┌─ Texto fornecido
Ética e Liderança Cristã: A síndrome de Elias

quarta-feira, 6 de março de 2013

A síndrome de Elias


De todos os grandes homens da Bíblia Sagrada, principalmente no Antigo Testamento, à exceção de Moisés, talvez nenhum outro tenha assombrado tanto seus contemporâneos como Elias. Sempre torci o nariz para Tiago que diz que Elias foi um homem como nós. Como assim como nós? Elias não morreu, ora bolas, e eu a que tudo indica irei para o buraco chamado túmulo como todos. Deus nunca respondeu minhas orações com fogo e nunca abriu um rio para eu passar. E por mais atlético que eu possa me tornar jamais ganharei de cavalos escolhidos como ele.
Porém, o que Tiago dizia não era sobre os feitos espetaculares da vida de Elias e como podemos ter os mesmos “poderes” que ele. Isto porque Tiago sabia muito bem que o poder é de Deus e não de Elias ou de qualquer outro homem. Tiago falava, sim, do ser humano Elias.
└─
┌─ Material listado
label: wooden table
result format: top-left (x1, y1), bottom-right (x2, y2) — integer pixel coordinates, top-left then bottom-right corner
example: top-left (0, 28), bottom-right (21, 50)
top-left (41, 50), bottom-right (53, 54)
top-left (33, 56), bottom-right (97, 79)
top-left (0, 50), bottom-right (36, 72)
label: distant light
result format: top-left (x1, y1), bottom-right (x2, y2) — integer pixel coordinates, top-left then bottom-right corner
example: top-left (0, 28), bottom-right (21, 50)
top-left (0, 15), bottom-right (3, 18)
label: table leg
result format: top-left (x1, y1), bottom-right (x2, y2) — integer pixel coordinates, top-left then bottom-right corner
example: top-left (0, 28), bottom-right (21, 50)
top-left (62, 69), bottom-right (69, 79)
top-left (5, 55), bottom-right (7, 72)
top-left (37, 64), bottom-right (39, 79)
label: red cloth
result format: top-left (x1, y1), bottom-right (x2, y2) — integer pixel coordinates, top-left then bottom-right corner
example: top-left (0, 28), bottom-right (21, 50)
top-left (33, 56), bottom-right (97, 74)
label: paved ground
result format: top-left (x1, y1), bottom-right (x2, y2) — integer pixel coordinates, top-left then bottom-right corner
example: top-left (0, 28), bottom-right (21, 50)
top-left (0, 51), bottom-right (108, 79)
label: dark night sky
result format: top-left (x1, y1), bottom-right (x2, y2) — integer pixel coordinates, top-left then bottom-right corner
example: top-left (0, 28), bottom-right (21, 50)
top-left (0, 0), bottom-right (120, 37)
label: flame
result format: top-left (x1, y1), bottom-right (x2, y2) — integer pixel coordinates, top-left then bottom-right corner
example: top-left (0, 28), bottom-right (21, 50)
└─
### Objetivo da tarefa
Cite, sem alterações, o trecho do texto sobre a síndrome de Elias que vai de "Ética e Liderança" até "escolhidos como ele.". Baseie-se somente no texto.

### Resposta a seguir
Ética e Liderança Cristã: A síndrome de Elias

quarta-feira, 6 de março de 2013

A síndrome de Elias


De todos os grandes homens da Bíblia Sagrada, principalmente no Antigo Testamento, à exceção de Moisés, talvez nenhum outro tenha assombrado tanto seus contemporâneos como Elias. Sempre torci o nariz para Tiago que diz que Elias foi um homem como nós. Como assim como nós? Elias não morreu, ora bolas, e eu a que tudo indica irei para o buraco chamado túmulo como todos. Deus nunca respondeu minhas orações com fogo e nunca abriu um rio para eu passar. E por mais atlético que eu possa me tornar jamais ganharei de cavalos escolhidos como ele.